• _LIST OF TASKS_:
[A] In the passage on Jefferson Davis, which two men later called him one of the "archtraitors in our annals"?
[B] Extend the passage on the charges made against Jefferson Davis, starting right after its final sentence.

>> Start PASSAGE GIVEN

During and after the War for Southern Independence, Jefferson Davis was accused of a wide variety of villainies. Not all of his accusers were Yankees, but Northerners made the most extensive and lasting attacks upon Davis. In one of these insults -- a letter embossed with an American eagle crushing "Secession" and holding proudly in its beak a U.S. banner announcing "Death to Traitors" -- a New Yorker wrote: "Jeff Davis you rebel traitor here is the beauty of America one of the greatest treasures that ever waved over your sinful head. Now I want you to look at this motto and think of me for -- say death to cession [sic] and death to all traitors to their country and these are my sentiments exactly. Yours not with respect for I can never respect a traitor to his Country a cursed traitor." The same view of Davis as being "among the archtraitors in our annals" was expressed just as emphatically years later by Theodore Roosevelt and Harvard University Professor Albert T. Perkins.


The President's children, circa 1866. From left to right: Jefferson, Jr., Margaret, William, and Varina Anne. The photograph was taken in Montreal while President Davis was incarcerated in Fort Monroe, Virginia.

>> End PASSAGE GIVEN
>> Start PROVIDED MATERIAL

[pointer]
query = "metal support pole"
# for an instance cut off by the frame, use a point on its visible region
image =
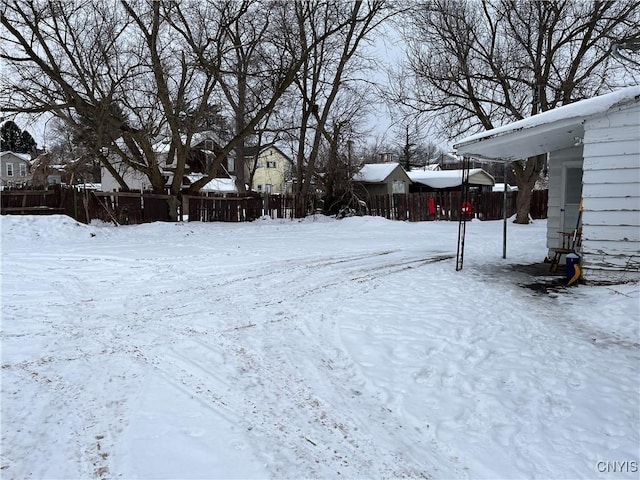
(504, 214)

>> End PROVIDED MATERIAL

• _ANSWERS IN ORDER_:
[A] Theodore Roosevelt and Harvard University Professor Albert T. Perkins

[B]
Davis became, and remained to Northerners, the quintessential wrongdoer. Later generations of liberal progressives would consider him an American Hitler. Immediately after the War for Southern Independence Yankee authorities put Davis in jail and left him there for two years without a trial, while they tried to implicate him in the assassination of Lincoln, alleged cruelty to Federal prisoners, and treason itself. Though never brought to trial or convicted of any crime, Davis received abundant abuse in the Yankee press and on the podium. During and after the war the New York Times depicted him as a murderer, a cruel slaveowner whose servants ran away, a liar, a boaster, a fanatic, a confessed failure, a hater, a political adventurer, a supporter of outcasts and outlaws, a drunkard, an atrocious misrepresenter, an assassin, an incendiary, a criminal who was gratified by the assassination of Lincoln, a henpecked husband, a man so shameless that he would try to escape capture by disguising himself as a woman, a supporter of murder plots, an insubordinate soldier, an unwholesome sleeper, and a mean-spirited malingerer.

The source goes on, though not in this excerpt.